PROBLEM TO WORK ON:
Pick up the R mailing-list message about rows turning into NAs during subsetting and keep writing it from where it stops.

PROVIDED PASSAGE:
=====
[R] Why does R replace all row values with NAs

Duncan Murdoch murdoch.duncan at gmail.com
Fri Feb 27 17:00:46 CET 2015


On 27/02/2015 10:27 AM, Dimitri Liakhovitski wrote:
> Thank you very much, Duncan.
> All this being said:
> 
> What would you say is the most elegant and most safe way to solve such
> a seemingly simple task?

If you have NA values, test for them explicitly, e.g. your original

x[(x$c<6) | is.na(x$c),]

I would write it as

x[is.na(x$c) | x$c < 6,]

but that's purely a style difference, I don't think it would affect
execution time (or results).  I like to put the weird case first because
it will remind me that things are more complicated than you might guess.

Duncan Murdoch

> 
> Thank you!
> 
> On Fri, Feb 27, 2015 at 10:02 AM, Duncan Murdoch
> <murdoch.duncan at gmail.com> wrote:
>> On 27/02/2015 9:49 AM, Dimitri Liakhovitski wrote:
>>> So, Duncan, do I understand you correctly:
>>>
>>> When I use x$x<6, R doesn't know if it's TRUE or FALSE, so it returns
>>> a logical value of NA.
>>
>> Yes, when x$x is NA.  (Though I think you meant x$c.)
=====
INFORMATION SUPPLIED:
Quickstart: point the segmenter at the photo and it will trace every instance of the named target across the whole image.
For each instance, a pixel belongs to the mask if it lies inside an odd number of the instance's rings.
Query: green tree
=====
EXERCISE RESPONSE:
>>
>>> When this logical value is applied to a row, the R says: hell, I don't
>>> know if I should keep it or not, so, just in case, I am going to keep
>>> it, but I'll replace all the values in this row with NAs?
>>
>> Yes.  Indexing with a logical NA is probably a mistake, and this is one
>> way to signal it without actually triggering a warning or error.
>>
>> BTW, I should have mentioned that the example where you indexed using
>> -which(x$c>=6) is a bad idea:  if none of the entries were 6 or more,
>> this would be indexing with an empty vector, and you'd get nothing, not
>> everything.
>>
>> Duncan Murdoch
>>
>>
>>>
>>> On Fri, Feb 27, 2015 at 9:13 AM, Duncan Murdoch
>>> <murdoch.duncan at gmail.com> wrote:
>>>> On 27/02/2015 9:04 AM, Dimitri Liakhovitski wrote:
>>>>> I know how to get the output I need, but I would benefit from an
>>>>> explanation why R behaves the way it does.
>>>>>
>>>>> # I have a data frame x:
>>>>> x = data.frame(a=1:10,b=2:11,c=c(1,NA,3,NA,5,NA,7,NA,NA,10))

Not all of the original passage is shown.